[Excerpt from a dataset]
________

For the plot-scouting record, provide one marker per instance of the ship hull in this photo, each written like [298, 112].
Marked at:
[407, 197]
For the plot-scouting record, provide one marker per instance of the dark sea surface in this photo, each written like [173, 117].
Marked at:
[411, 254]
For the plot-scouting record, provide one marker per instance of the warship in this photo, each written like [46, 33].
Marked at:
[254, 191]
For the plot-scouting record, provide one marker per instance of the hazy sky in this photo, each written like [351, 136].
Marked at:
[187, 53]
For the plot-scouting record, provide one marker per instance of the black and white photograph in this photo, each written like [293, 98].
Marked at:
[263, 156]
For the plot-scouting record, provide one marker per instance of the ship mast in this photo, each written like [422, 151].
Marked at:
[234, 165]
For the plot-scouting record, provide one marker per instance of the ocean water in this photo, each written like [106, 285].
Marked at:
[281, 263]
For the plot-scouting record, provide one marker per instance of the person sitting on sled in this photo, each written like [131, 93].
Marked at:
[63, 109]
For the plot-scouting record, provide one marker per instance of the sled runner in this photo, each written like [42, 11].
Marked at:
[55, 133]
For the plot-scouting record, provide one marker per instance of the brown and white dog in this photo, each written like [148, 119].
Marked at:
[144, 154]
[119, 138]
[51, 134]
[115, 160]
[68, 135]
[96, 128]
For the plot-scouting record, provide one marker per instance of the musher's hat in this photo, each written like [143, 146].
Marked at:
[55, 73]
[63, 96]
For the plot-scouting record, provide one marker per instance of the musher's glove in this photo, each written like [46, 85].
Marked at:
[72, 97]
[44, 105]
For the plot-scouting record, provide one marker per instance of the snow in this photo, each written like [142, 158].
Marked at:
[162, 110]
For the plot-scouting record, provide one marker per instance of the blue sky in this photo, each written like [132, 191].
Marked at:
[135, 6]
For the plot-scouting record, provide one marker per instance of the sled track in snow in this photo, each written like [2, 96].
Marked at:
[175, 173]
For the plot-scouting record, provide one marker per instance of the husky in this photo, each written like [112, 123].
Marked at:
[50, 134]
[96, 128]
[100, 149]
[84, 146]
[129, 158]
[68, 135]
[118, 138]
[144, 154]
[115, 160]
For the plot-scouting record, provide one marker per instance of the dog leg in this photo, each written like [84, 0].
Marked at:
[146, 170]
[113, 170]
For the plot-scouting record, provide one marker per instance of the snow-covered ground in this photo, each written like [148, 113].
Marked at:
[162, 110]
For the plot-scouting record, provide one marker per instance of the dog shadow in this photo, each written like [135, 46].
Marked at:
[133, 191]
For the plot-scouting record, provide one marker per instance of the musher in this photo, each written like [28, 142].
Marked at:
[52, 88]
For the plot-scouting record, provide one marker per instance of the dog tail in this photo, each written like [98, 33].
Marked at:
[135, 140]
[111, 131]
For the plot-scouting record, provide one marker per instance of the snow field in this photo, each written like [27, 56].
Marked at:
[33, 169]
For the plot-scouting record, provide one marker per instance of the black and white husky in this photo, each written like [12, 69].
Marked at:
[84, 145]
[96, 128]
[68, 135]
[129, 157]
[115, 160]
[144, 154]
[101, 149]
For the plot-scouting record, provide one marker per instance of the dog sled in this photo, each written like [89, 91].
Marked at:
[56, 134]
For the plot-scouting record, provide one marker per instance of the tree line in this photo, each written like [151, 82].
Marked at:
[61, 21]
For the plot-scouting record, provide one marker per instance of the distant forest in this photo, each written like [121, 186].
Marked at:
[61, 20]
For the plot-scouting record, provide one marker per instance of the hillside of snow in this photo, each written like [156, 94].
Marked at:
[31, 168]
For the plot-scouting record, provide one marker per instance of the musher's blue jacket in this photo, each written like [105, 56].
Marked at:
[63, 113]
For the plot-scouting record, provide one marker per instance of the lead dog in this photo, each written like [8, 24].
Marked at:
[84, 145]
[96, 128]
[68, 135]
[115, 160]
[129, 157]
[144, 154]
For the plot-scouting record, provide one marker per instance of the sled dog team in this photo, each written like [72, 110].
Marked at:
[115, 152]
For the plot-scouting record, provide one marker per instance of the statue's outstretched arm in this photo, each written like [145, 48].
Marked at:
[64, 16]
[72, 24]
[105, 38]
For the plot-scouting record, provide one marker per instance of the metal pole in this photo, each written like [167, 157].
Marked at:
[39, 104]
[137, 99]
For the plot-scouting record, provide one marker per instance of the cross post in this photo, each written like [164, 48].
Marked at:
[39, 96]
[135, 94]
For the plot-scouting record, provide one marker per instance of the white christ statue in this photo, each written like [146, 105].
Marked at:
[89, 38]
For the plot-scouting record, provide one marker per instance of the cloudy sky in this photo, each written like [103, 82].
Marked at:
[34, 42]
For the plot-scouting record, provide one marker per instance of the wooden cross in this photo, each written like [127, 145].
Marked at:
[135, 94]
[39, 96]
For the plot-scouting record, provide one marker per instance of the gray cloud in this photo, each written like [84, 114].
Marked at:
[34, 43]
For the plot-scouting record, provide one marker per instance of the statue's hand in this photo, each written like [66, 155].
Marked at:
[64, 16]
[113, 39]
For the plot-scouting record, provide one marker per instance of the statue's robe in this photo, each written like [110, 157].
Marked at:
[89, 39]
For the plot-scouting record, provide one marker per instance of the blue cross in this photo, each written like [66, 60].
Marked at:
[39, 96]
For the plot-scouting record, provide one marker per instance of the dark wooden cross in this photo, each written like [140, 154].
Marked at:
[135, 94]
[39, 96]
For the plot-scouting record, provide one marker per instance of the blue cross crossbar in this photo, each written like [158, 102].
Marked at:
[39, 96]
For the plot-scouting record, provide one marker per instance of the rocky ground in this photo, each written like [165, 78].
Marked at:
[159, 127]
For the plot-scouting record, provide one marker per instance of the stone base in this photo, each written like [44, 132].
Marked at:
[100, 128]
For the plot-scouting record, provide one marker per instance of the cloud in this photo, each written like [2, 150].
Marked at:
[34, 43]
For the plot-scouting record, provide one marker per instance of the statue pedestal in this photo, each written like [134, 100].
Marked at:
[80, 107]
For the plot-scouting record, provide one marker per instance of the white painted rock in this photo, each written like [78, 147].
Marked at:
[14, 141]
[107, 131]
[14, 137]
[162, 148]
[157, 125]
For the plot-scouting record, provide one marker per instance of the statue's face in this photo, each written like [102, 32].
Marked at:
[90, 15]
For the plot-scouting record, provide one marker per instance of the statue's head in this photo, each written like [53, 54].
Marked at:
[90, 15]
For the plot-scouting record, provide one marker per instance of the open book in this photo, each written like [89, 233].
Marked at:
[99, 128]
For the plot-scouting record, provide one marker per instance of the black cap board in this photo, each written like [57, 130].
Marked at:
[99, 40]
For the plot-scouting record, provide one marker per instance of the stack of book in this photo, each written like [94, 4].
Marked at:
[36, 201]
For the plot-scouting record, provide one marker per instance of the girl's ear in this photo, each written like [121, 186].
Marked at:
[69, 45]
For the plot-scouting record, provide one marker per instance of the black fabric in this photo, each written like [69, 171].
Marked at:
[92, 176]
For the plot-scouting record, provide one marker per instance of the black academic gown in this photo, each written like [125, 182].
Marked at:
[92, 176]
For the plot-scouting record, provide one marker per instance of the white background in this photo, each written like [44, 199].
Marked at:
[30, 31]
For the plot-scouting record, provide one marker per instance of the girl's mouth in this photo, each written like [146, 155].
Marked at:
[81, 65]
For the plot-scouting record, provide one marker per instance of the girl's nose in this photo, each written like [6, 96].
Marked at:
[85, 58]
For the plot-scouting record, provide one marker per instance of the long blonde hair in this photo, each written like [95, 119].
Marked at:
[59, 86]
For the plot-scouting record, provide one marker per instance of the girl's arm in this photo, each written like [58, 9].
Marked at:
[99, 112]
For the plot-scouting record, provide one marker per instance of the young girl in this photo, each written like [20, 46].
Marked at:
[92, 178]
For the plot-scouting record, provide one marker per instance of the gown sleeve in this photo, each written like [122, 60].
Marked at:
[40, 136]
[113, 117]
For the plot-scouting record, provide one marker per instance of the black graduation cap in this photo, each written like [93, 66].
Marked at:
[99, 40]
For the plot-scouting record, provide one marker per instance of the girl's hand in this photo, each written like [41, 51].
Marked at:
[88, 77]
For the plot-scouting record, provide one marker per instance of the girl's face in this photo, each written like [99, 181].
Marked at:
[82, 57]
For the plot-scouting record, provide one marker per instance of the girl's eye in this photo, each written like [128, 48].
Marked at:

________

Aim: Copy out the entries from the line containing "like [69, 171]." through the end of the entries, including both ends.

Full solution:
For the plot-scouting record, provide one marker per instance of the black fabric in this photo, each written like [69, 171].
Marked at:
[92, 176]
For the plot-scouting record, provide one marker per instance of the black academic gown in this photo, each written like [125, 182].
Marked at:
[92, 176]
For the plot-scouting record, provide one marker per instance of the white background in this photo, each written like [44, 199].
Marked at:
[30, 31]
For the plot-scouting record, provide one marker per instance of the girl's mouth in this photo, each written like [146, 155].
Marked at:
[81, 65]
For the plot-scouting record, provide one marker per instance of the girl's nose in this photo, each written like [6, 96].
Marked at:
[85, 58]
For the plot-scouting record, provide one marker per instance of the long blonde hair in this photo, each written like [95, 119].
Marked at:
[59, 86]
For the plot-scouting record, provide one marker per instance of the girl's arm in this photo, each written like [58, 9].
Marked at:
[99, 112]
For the plot-scouting record, provide one marker per instance of the young girl in this photo, each written like [20, 46].
Marked at:
[92, 178]
For the plot-scouting record, provide one marker per instance of the gown sleeve in this photo, each written like [122, 60].
Marked at:
[40, 136]
[113, 117]
For the plot-scouting record, provide one marker per instance of the black graduation cap in this photo, each written like [93, 66].
Marked at:
[99, 40]
For the plot-scouting record, provide one marker per instance of the girl's hand in this photo, each written like [41, 51].
Marked at:
[88, 77]
For the plot-scouting record, provide one marker per instance of the girl's face in this photo, each written like [99, 181].
Marked at:
[82, 57]
For the plot-scouting record, provide one marker per instance of the girl's eye in this photo, each written like [128, 48].
Marked at:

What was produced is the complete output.